Please copy out the listing below, beginning at the line that contains "Nesting-site review: place a pin on each instance of the metal" and stopping after the line that contains "x=182, y=11", keeping every line. Raise each pin's x and y coordinates by 106.

Items drawn from a data source
..........

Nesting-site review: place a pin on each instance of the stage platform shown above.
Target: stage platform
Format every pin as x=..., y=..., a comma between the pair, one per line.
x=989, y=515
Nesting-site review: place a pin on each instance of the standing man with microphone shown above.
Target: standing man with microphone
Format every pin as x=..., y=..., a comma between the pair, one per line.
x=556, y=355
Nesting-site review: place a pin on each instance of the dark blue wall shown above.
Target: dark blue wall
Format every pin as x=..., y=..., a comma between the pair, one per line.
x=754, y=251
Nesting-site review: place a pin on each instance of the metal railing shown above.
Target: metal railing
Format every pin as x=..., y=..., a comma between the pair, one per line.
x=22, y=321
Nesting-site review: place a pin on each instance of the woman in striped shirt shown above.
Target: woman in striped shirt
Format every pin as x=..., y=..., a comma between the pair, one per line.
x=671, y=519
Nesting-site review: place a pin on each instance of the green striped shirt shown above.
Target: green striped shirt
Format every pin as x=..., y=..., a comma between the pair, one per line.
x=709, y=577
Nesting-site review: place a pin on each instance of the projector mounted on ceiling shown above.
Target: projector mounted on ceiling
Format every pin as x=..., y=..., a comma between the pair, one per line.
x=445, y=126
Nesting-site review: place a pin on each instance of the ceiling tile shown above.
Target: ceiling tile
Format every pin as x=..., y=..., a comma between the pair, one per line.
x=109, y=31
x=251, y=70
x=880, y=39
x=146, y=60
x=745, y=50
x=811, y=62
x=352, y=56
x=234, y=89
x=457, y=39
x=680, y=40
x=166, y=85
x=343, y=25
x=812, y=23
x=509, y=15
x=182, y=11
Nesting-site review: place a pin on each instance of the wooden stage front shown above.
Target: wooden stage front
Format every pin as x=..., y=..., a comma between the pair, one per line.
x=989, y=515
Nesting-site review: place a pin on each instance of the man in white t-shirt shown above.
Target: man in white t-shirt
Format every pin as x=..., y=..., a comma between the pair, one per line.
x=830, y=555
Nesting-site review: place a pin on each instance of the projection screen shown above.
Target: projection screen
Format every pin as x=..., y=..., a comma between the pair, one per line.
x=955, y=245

..........

- RESPONSE FOR THIS EXERCISE:
Nesting-site review: place a pin on each instance of the metal railing shown above.
Target: metal railing
Format every pin as x=..., y=..., a comma between the pair, one per line.
x=128, y=427
Nesting-site review: place a pin on each instance of the woman in striped shirt shown above.
Target: woman in striped shirt
Format every pin as x=..., y=..., a comma between the pair, one per line.
x=777, y=625
Nesting-site review: place a pin on each instance of the green striped shirt shown above.
Target: green striped shirt
Format every pin as x=..., y=..., a comma between the pair, one per line.
x=815, y=683
Nesting-site review: place a pin on each instance of the projector mounted on ceiling shown above.
Target: projector mounted on ceiling
Format every pin as x=..., y=..., a comma between the pair, one per line.
x=551, y=232
Nesting-site review: place a pin on each instance of the ceiling tile shown above.
Target: ceiling tile
Format every pin as x=..., y=..., a comma between the pair, one per line.
x=215, y=137
x=357, y=176
x=986, y=145
x=252, y=166
x=851, y=156
x=917, y=168
x=458, y=162
x=340, y=195
x=563, y=145
x=786, y=146
x=272, y=191
x=449, y=131
x=918, y=129
x=615, y=121
x=288, y=117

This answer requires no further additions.